=== Begin Enclosure ===
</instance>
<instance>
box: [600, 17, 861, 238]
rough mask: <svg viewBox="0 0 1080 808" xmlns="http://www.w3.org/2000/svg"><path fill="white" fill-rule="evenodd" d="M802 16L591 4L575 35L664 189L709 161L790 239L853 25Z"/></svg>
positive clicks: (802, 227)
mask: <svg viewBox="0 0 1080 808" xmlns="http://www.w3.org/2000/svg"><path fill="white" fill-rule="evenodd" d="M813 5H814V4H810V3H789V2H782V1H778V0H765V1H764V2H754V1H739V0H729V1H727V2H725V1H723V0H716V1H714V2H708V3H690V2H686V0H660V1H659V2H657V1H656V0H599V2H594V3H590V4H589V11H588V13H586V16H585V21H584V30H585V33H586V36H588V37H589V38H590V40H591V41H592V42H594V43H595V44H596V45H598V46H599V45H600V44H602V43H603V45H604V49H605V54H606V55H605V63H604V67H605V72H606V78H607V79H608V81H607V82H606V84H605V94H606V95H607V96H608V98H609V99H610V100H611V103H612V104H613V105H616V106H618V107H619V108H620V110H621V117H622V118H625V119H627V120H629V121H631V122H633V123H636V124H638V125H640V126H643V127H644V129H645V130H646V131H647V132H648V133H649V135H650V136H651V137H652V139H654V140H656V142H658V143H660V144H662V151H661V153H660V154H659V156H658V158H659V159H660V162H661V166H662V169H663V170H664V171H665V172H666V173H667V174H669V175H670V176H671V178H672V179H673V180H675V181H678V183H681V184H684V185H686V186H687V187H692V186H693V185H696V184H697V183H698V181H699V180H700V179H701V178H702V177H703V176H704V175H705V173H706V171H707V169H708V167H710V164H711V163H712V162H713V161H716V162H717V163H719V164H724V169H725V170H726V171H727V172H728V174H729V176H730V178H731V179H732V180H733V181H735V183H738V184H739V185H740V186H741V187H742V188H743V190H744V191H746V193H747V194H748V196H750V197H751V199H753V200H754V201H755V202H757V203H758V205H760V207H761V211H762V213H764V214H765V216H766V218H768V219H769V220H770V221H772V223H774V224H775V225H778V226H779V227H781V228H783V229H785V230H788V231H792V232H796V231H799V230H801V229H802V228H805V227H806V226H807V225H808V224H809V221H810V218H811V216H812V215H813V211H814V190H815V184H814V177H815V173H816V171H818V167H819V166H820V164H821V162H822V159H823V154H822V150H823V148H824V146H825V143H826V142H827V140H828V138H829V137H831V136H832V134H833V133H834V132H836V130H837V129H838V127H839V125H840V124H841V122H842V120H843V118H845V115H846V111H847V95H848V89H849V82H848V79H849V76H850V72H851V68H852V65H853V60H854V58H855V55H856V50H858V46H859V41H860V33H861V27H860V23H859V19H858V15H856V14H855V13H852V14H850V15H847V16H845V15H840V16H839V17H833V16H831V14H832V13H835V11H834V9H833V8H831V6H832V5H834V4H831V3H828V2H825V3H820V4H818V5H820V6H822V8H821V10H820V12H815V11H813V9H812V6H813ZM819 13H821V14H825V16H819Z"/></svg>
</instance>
=== End Enclosure ===
■ **Work instruction**: Print the records above verbatim from their first line to the line containing "rough mask: <svg", both included, and stop there.

■ **Written reply**:
</instance>
<instance>
box: [600, 17, 861, 238]
rough mask: <svg viewBox="0 0 1080 808" xmlns="http://www.w3.org/2000/svg"><path fill="white" fill-rule="evenodd" d="M802 16L591 4L575 35L664 189L709 161L790 239L853 25Z"/></svg>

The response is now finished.